EXTRACT TO READ>
——————
Wellbeing programmes ‘could save British firms £61 billion a year’

Depression, poor lifestyle choices and stress were the cause of three-quarters of sick leave in 2018, costing UK businesses £61bn.

New research from health insurer Vitality found that British businesses lost the equivalent of £81bn as a result of ill-health related absence and presenteeism in 2018 overall, a £4bn increase on 2017.

The study also revealed that employers lose, on average, 35.6 working days per employee per year due to health-related absence and presenteeism – when staff put aside both mental and physical health problems to attend work.

The companies with the best results in the study demonstrated a 30-40% reduction in productivity loss linked to ill-health, compared with other companies in the survey. Interventions from business were shown to have a marked effect on employees’ health and these top-performing companies all showed common characteristics such as embedding a culture of health, having capable line managers who supported employees and having high awareness and participation in their health and wellbeing programmes.

Mental health was found to be a significant driver of productivity loss, accounting for £38bn of the total cost to businesses last year. Of this, £17.2bn stems specifically from workplace stress, a driver which businesses can address through various interventions and initiatives.

For example, 83% of people who used one-on-one coaching to support mental health and wellbeing found it impactful and 78% of people said the same for Cognitive Behavioural Therapy (CBT). Some 83% of employees who used massage or relaxation classes also said it had a positive impact on their mental health at work.

However, the research demonstrated that awareness of and engagement with such interventions was low. For instance, while 67% of employees have access to interventions in the mental health space, only 26% of them claim to have knowledge and awareness of the interventions on offer. Additionally, once aware, only 18% of employees actually participate in any of the programmes, demonstrating that not only do employers need to increase awareness, but employees need to engage with the interventions available to maximise impact.
——————
STORED DATA>

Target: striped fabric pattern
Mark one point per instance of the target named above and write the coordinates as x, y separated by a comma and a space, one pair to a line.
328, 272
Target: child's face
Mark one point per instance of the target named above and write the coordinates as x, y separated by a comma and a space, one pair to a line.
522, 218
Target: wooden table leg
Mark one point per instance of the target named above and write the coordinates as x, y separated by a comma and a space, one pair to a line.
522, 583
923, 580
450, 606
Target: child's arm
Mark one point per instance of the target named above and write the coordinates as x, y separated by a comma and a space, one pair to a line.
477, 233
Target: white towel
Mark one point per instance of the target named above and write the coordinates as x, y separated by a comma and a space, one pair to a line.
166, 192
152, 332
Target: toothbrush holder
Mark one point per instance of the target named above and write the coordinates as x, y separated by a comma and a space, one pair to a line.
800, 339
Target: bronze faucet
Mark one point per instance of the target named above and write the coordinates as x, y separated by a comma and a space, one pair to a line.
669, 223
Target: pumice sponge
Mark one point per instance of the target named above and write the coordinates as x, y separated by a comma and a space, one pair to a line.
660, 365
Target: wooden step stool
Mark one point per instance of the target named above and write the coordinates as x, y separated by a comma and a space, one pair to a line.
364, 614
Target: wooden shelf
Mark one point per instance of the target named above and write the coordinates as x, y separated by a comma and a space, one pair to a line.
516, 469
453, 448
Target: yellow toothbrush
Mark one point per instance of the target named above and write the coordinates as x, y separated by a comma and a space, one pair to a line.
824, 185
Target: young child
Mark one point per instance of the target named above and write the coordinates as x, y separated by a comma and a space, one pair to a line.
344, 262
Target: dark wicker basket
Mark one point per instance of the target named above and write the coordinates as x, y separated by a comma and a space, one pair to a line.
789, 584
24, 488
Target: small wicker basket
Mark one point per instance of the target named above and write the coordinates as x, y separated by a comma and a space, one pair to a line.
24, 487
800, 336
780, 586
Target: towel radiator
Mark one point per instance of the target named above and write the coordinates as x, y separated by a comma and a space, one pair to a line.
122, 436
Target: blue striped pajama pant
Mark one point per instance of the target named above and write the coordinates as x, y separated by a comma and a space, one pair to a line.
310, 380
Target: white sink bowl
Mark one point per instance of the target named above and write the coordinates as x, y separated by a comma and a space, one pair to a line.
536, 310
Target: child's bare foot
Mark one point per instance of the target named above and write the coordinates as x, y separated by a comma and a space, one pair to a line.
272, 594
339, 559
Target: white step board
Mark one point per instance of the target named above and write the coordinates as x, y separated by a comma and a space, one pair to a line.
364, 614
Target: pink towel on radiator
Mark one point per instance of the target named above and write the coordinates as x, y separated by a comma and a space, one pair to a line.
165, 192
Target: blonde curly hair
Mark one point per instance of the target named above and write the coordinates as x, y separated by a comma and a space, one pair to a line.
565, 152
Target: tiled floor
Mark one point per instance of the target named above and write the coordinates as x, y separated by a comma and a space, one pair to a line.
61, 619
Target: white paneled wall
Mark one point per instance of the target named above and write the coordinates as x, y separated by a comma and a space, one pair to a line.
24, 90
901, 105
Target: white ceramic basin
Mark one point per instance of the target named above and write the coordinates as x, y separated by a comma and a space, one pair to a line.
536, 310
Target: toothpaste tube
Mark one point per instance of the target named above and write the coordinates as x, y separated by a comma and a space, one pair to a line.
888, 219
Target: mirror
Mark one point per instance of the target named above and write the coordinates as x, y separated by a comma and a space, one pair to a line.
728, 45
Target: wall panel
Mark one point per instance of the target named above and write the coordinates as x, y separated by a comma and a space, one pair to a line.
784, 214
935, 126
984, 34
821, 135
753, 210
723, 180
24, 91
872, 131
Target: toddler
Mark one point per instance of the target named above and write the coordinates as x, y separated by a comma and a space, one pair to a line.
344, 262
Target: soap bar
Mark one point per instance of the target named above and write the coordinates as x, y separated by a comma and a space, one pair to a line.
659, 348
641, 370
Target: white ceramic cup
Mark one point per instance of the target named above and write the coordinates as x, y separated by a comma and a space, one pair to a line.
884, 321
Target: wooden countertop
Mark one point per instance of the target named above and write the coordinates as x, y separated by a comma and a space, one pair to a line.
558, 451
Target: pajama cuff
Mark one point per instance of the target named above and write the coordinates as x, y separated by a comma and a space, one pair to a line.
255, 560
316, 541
——————
INSTRUCTIONS TO FOLLOW> Carry on the article about the cost of ill-health to UK businesses, picking up after its last paragraph.

EXERCISE RESPONSE>
Commenting on the data, Neville Koopowitz, CEO at VitalityHealth, said: “For the sixth year in a row, Vitality’s Britain’s Healthiest Workplace data illustrates the huge cost of absence and presenteeism to British businesses. With this data showing that employees lose, on average, over 35 days each a year, it is becoming impossible for businesses to ignore the link between ill-health and productivity.

“Simply implementing intervention programmes is no longer enough. By prioritising and elevating employee engagement in health and wellbeing within the business, ideally to Board level, we can make a significant difference to productivity and the overall success of the business. Not only can this bring about a competitive advantage for companies, but it will ultimately build a stronger and healthier society for us all. With this being such an important and compelling ambition, we will be developing a number of initiatives that will support a healthier corporate Britain in 2019 and beyond.”

  • Vitality’s study, called ‘Britain’s Healthiest Workplace’, is developed in partnership with RAND Europe and the University of Cambridge.